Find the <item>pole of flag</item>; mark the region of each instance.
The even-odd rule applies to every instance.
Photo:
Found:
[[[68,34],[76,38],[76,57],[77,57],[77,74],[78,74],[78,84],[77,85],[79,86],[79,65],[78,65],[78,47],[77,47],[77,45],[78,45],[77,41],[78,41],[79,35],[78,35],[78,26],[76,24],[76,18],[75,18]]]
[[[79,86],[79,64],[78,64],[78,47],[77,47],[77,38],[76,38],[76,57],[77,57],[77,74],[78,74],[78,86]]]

★ ★ ★ ★

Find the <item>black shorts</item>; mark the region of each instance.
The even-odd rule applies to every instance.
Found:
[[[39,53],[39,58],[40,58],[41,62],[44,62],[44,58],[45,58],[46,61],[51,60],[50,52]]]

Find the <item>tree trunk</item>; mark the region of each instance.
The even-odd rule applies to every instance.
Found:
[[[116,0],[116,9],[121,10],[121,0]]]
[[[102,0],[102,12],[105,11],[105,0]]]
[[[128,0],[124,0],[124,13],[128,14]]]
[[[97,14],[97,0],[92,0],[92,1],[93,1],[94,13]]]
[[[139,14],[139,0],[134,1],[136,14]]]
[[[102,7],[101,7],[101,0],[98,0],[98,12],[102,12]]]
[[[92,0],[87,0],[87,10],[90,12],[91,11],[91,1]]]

★ ★ ★ ★

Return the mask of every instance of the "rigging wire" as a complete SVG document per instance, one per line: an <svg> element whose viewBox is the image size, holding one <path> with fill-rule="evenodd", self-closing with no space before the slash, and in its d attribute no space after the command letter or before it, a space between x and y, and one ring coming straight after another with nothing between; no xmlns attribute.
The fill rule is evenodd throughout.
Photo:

★ ★ ★ ★

*What you will do*
Reproduce the part of the records that opens with the line containing "Find the <item>tree" and closes with the line containing "[[[139,14],[139,0],[134,1],[136,14]]]", changing "region" to "area" and leaving everything else unchanged.

*Exercise result*
Find the <item>tree trunk</item>; mark the area of each instance.
The even-odd rule applies to every instance.
Found:
[[[116,0],[116,9],[121,10],[121,0]]]
[[[102,0],[102,12],[105,11],[105,0]]]
[[[128,0],[124,0],[124,13],[128,14]]]
[[[97,14],[97,0],[92,0],[92,1],[93,1],[94,13]]]
[[[139,14],[139,0],[134,1],[136,14]]]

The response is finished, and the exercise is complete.